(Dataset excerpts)
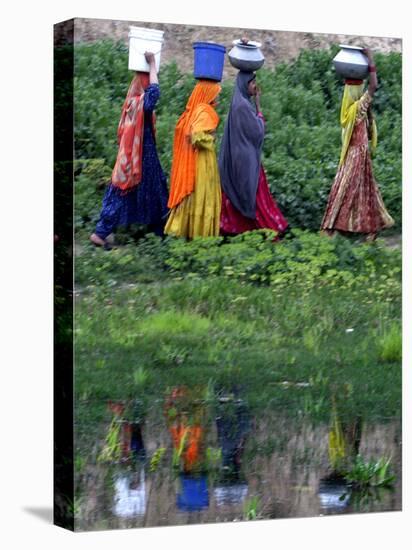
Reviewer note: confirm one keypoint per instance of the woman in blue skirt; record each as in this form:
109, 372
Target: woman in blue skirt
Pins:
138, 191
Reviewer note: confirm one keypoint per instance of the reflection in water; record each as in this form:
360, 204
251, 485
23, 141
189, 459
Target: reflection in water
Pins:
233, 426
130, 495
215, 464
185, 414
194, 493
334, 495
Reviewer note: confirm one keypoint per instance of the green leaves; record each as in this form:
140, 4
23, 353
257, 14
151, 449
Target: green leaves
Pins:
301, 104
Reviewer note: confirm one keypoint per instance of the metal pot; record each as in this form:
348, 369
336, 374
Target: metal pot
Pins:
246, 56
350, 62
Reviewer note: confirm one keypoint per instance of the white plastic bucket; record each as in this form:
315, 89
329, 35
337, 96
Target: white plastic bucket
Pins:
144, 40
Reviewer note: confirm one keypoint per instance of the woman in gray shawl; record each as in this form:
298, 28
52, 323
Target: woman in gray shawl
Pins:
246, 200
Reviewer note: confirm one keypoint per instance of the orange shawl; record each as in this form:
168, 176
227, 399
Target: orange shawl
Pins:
==
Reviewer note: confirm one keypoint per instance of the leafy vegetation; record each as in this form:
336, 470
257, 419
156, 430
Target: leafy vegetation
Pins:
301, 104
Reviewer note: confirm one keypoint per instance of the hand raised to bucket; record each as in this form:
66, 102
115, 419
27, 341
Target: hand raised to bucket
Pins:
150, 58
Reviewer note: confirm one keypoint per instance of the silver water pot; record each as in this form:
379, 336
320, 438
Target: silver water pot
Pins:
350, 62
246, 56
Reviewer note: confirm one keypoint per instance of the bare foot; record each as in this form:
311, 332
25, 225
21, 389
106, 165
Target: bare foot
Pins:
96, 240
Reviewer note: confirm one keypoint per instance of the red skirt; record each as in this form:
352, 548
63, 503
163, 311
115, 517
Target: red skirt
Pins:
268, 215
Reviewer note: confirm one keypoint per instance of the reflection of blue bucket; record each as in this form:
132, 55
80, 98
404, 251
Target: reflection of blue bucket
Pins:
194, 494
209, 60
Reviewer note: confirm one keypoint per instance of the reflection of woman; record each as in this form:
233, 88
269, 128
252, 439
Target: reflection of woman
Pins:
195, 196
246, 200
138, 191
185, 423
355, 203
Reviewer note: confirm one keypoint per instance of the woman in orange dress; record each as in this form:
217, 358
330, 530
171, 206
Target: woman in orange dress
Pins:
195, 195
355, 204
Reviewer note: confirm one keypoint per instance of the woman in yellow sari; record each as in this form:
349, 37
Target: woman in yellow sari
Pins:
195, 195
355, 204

» What you will do: Among the preceding records, how many lines include the word "yellow"? Reply with the number only.

» Solved exercise: 2